RECORDS SUPPLIED:
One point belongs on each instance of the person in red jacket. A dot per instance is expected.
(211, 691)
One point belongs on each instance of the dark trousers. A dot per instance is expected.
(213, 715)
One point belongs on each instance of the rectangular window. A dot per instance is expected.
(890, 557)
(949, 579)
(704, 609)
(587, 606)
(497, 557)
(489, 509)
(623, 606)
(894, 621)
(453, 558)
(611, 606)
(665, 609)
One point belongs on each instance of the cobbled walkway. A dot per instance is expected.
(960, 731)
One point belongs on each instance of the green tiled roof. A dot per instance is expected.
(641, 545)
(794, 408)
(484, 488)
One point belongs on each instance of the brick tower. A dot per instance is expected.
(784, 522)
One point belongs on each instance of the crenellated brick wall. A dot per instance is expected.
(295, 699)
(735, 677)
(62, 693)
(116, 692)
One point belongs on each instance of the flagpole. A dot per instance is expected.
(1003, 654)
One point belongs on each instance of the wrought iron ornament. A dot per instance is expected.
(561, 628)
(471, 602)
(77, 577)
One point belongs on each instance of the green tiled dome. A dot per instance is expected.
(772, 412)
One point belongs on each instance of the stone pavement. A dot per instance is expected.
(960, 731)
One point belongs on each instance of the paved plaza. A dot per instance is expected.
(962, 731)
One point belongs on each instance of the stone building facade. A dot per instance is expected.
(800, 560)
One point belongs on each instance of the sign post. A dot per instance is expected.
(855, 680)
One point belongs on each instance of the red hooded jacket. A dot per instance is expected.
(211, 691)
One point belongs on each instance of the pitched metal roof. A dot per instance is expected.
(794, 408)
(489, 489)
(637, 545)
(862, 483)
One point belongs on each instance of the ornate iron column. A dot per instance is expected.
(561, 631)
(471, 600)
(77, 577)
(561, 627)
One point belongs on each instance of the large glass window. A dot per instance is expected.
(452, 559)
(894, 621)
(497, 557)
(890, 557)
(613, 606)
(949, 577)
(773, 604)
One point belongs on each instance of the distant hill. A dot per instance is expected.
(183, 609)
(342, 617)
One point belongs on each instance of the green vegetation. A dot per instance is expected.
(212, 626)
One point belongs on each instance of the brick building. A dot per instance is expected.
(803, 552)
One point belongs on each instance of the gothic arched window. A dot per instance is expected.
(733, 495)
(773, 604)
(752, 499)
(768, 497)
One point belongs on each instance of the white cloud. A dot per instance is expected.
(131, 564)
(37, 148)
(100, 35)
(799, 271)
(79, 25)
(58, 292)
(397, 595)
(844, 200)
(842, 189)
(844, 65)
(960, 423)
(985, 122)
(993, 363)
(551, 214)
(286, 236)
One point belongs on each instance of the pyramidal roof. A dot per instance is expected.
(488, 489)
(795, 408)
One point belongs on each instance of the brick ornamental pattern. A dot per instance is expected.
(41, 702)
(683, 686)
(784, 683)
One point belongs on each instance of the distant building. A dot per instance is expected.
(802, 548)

...

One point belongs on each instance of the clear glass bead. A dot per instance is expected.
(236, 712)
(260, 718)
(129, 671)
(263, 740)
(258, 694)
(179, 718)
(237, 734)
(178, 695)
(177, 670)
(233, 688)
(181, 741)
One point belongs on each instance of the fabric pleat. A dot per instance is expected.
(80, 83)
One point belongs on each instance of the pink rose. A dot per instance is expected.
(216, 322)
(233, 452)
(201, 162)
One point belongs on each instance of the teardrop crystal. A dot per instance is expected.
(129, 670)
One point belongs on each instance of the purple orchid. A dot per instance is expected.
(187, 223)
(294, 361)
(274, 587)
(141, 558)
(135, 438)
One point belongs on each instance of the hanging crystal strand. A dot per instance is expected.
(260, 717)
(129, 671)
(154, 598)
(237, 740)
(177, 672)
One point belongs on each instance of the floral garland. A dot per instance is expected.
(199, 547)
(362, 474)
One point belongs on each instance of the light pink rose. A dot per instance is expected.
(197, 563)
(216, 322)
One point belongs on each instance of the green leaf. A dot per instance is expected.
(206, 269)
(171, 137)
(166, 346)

---

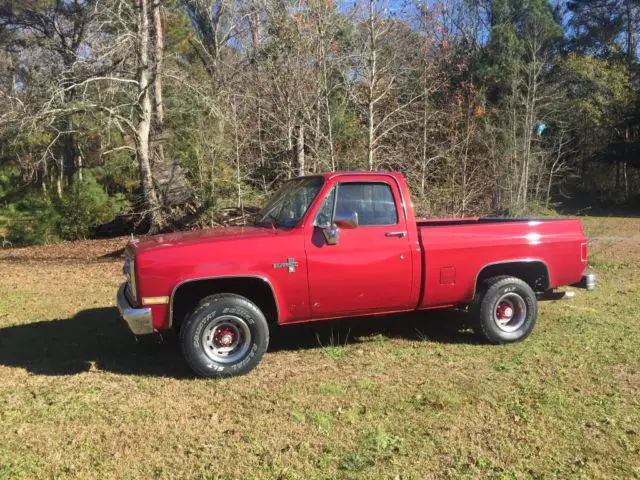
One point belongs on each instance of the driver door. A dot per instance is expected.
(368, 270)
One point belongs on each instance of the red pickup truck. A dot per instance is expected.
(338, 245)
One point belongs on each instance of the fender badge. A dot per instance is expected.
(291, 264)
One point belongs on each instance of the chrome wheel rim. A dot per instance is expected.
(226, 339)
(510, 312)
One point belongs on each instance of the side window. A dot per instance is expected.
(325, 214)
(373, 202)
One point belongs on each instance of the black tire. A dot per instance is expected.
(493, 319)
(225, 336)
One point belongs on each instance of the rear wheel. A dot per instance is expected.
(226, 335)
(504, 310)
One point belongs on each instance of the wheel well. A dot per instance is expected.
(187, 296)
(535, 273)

EXERCISE BRIEF:
Which lines in the three blocks above contain the word "glass"? Pull out each one and copy it in full.

TASK ANSWER:
One point belongs on each instance of the large glass window. A dot per instance is expected.
One point belongs on each instance of the clear glass bead. A dot per instance is expected.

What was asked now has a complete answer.